Salerno, 1943, è fame inimmaginabile, notti nei rifugi perché gli Alleati bombardano senza tregua, preparano lo “sbarco”. Non si studia più la storia, ma Salerno fu scelta dagli Americani come luogo tirrenico da cui poi risalire verso Roma. Ma quando papà nasce, ad aprile, la situazione bellica è terrificante tra nazifascisti quasi in rotta e aerei che scaricano tonnellate di esplosivo dal cielo. Il primo compleanno però Ugo lo festeggia in una Salerno liberata, capitale d’Italia dall’11 febbraio 1944 e per cinque mesi. La famiglia è povera, nonno Mario è un soldato reduce da imprese non memorabili sul campo di battaglia e ben felice del lavoro alle Poste, nonna Ielma più coriacea soffre in silenzio per la morte del fratellino di papà. Seguiranno tre sorelle, ma maschi Adinolfi non ne nasceranno più. Io sono l’eccezione che conferma la regola.
Ugo è un bellissimo ragazzo, capelli neri, carnagione olivastra, occhi davvero scuri. Cresce sognando d’andar via dalla provincia, è affascinato dal cinema, fugge di casa all’alba degli Anni Sessanta dopo un’adolescenza da discolo e riesce ad iscriversi e diplomarsi al Centro Sperimentale di Cinematografia a Roma. Sarà attore marginale in molti film, co-protagonista in un paio, ma nel 1970 sposa il suo amore “straniero”, mamma Louise partita su una nave alla ventura dal porto di Sydney a 21 anni appena compiuti e arrivata in Italia per non andarsene più, dall’amore nasco io: Ferragosto 1971. E la vita di papà cambia. Fate i conti, aveva 28 anni. L’anno scorso è morto, a 73.
Con la mia nascita papà smise di pensare al cinema, cercò un “lavoro sicuro”, gli spiegarono che ci voleva la laurea e allora si iscrisse umilmente “con i ragazzini” all’università. Studiò come un pazzo e nel frattempo faceva concorsi nello Stato per dare stabilità alla famiglia. Si laureò in Scienze Politiche a 33 anni suonati e gli dissero che per i concorsi di livello più alto sarebbe servita la laurea in giurisprudenza e allora ricominciò da zero, si iscrisse a Giurisprudenza e alle soglie dei quarant’anni, con il sistema nervoso devastato da un inevitabile esaurimento, aveva “messo in sicurezza la famiglia”: due lauree, concorso vinto al ministero, posto fisso, alla fine divenne un dirigente molto rispettato e temuto, onesto fino all’ossessione, folle nel suo trascorrere dodici ore in ufficio tutti i giorni uscendo di casa poco dopo le sette del mattino dopo essersi fermato a pregare davanti a un’immagine di Papa Giovanni XXIII, per rientrare poi sfranto a casa alle otto di sera. Il suo impegno non richiesto e non dovuto non fu in alcun modo premiato, ovviamente: troppa dedizione, troppa onestà, vero disprezzo per i corrotti e gli “accomodanti”, ostile al sindacato “che non fa lavorare per bene le persone”. Presero papà dagli incarichi che erano stati costretti dalla sua bravura ad affidargli, lo rimossero e negli ultimi anni fu sbattuto in una stanzetta letteralmente a non fare niente. Umiliato e offeso, volle comunque andare a lavorare ogni giorno, sempre per dodici ore, perché “non si sa mai, potrebbero aver bisogno”. Poteva andare in pensione prima, scelse di andarci a 67 anni, limite estremo possibile. Tre giorni dopo l’ultimo giorno di lavoro ebbe un infarto da cui la sua salute non si riprese più. Mentre era ricoverato in ospedale tra la vita e la morte arrivò una telefonata del ministero: chiedeva la restituzione di due buoni pasto che papà stava giusto riportando alla sede quando venne afferrato dall’attacco cardiaco.

● **COSA SI CHIEDE**
[1] Secondo il brano, a che età Ugo si laureò in Scienze Politiche?
[2] Elenca, per favore, tutte le città nominate nel brano.
Per rispondere basta il brano, senza ricorrere ad altre fonti.

● **ESTRATTI DEI RECORD**
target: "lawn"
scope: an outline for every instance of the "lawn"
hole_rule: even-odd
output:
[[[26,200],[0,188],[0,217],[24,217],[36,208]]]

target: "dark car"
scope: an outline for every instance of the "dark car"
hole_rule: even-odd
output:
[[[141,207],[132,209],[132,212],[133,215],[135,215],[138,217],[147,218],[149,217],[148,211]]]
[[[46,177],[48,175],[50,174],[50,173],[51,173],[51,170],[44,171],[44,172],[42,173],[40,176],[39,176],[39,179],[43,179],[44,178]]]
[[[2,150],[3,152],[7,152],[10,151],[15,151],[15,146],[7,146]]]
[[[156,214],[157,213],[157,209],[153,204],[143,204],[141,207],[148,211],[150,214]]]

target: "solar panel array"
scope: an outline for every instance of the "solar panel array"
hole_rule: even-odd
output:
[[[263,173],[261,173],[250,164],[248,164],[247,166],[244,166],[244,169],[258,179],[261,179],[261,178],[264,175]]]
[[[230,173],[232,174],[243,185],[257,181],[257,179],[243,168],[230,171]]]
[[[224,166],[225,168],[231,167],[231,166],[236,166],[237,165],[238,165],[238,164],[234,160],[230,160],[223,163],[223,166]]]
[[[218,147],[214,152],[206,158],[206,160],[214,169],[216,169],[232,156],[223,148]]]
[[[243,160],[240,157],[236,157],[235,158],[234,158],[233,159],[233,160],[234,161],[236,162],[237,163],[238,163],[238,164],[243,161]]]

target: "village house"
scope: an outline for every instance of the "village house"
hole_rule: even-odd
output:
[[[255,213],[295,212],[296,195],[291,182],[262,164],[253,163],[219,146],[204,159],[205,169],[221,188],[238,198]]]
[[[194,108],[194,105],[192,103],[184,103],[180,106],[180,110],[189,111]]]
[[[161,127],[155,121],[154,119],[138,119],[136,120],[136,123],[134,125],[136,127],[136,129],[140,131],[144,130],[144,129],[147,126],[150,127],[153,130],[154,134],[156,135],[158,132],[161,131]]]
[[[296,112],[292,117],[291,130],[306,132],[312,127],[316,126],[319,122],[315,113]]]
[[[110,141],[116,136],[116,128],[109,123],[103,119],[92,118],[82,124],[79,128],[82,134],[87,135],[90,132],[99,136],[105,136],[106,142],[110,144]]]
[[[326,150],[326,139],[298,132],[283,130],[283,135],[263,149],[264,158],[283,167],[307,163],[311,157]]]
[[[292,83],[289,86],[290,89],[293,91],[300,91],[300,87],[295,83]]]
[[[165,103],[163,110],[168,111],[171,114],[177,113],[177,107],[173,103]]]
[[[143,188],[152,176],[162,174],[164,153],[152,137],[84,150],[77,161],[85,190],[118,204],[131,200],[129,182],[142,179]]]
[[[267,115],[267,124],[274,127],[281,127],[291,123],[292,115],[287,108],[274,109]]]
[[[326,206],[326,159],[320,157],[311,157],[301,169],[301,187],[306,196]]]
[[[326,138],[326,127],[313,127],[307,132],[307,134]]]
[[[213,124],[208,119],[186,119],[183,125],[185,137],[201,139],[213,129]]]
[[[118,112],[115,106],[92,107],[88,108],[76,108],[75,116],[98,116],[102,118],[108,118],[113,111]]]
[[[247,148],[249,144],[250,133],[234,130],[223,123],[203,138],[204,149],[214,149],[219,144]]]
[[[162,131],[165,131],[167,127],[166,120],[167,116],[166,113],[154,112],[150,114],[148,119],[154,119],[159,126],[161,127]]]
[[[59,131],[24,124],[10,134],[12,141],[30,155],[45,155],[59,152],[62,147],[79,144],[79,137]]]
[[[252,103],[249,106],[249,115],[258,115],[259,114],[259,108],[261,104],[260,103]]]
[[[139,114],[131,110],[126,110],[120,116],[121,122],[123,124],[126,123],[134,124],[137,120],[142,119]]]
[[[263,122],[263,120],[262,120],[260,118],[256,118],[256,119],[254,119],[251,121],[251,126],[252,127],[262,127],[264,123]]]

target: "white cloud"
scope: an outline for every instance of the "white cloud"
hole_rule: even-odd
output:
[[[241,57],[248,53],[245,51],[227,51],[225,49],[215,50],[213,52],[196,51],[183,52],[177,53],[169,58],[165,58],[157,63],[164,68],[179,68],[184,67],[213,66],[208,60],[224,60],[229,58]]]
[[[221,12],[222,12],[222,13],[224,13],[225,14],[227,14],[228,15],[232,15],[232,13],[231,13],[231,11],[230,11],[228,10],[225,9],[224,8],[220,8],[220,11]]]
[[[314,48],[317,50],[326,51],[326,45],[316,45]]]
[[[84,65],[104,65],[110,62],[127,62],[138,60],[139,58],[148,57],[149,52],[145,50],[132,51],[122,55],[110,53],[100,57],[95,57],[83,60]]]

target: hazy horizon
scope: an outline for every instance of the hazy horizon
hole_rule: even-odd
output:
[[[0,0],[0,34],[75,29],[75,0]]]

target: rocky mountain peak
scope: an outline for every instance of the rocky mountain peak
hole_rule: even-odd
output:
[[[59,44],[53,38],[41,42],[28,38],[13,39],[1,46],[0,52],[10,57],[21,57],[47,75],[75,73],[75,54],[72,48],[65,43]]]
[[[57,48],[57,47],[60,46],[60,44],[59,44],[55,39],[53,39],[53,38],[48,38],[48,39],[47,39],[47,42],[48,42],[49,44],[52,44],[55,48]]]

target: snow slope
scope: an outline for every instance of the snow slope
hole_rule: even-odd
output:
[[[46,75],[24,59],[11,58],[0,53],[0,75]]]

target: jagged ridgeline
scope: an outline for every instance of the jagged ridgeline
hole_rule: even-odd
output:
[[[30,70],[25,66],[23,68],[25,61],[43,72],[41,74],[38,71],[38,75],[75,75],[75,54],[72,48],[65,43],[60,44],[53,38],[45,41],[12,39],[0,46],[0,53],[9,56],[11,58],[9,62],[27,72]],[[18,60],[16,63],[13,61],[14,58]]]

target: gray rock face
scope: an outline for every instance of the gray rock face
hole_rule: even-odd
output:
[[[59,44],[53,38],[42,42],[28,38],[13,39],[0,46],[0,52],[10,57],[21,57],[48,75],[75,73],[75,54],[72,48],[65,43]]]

● **SOLUZIONI DELL'ESERCIZIO**
[1] A 33 anni.

[2] Salerno, Roma, Sydney.